Excerpts of pointing data:
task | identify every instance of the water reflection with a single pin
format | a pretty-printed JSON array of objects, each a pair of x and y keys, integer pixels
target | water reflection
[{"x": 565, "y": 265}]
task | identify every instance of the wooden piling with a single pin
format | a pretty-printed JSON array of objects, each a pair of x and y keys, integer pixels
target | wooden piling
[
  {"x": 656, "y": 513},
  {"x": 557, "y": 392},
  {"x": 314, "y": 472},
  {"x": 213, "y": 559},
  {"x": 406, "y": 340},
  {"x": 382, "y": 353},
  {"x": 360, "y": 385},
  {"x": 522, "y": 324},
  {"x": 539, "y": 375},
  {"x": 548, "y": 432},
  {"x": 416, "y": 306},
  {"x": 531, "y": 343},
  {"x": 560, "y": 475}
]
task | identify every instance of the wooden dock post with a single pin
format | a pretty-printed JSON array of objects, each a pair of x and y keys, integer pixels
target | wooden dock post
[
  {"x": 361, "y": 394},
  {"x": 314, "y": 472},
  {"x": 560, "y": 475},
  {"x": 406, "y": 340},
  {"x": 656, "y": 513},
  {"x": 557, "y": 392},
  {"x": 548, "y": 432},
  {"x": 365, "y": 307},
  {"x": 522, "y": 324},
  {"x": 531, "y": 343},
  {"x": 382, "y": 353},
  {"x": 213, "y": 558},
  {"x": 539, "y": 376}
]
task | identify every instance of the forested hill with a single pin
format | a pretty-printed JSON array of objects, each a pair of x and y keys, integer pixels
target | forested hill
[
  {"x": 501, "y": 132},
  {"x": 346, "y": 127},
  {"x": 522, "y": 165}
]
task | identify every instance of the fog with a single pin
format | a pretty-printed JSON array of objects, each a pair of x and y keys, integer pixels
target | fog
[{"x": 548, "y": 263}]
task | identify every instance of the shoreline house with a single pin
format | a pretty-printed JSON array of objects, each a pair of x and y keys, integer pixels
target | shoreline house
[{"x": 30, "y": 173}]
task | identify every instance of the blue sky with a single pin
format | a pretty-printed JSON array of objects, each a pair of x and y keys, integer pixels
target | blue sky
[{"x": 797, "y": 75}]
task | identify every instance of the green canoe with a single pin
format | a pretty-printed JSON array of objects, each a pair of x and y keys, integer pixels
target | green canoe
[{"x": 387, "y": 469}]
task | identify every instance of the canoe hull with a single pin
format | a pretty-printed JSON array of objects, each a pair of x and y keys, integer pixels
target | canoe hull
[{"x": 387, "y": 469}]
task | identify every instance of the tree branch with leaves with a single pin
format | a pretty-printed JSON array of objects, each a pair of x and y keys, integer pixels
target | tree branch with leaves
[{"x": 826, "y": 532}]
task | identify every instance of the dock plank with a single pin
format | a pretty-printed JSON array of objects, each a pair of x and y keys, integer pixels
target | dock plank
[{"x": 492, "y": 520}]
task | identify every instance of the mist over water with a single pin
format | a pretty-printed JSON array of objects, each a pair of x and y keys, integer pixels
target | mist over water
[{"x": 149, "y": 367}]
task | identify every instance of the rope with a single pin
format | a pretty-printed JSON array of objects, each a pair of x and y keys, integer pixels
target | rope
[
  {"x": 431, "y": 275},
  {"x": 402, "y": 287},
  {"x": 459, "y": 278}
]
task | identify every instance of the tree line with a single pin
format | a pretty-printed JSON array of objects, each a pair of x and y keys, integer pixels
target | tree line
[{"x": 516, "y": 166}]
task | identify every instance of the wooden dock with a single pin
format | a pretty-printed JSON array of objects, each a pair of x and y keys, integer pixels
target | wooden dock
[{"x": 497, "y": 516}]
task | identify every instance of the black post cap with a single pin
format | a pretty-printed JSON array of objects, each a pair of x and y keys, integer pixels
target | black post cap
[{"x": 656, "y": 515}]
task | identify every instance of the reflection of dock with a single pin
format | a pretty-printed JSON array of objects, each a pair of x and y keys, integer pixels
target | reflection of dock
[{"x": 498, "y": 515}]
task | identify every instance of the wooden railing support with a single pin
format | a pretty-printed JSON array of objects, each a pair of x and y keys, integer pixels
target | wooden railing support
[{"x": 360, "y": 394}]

* Given task *
Rewrite the stretch from the line containing "task | identify every instance of the reflection" through the end of the records, requests included, and shift every pixel coordinate in the answers by -14.

* Finished task *
task | identify every instance of the reflection of dock with a single pin
format | a pretty-printed JSON array of objects, each a pair of x and y keys, integer pixels
target | reflection of dock
[{"x": 484, "y": 501}]
task | identify every instance of the wooden railing support with a single pin
format | a pretty-printed JSON array of objects, each a pair of x and y keys, integer pixels
target | wooden railing support
[{"x": 346, "y": 380}]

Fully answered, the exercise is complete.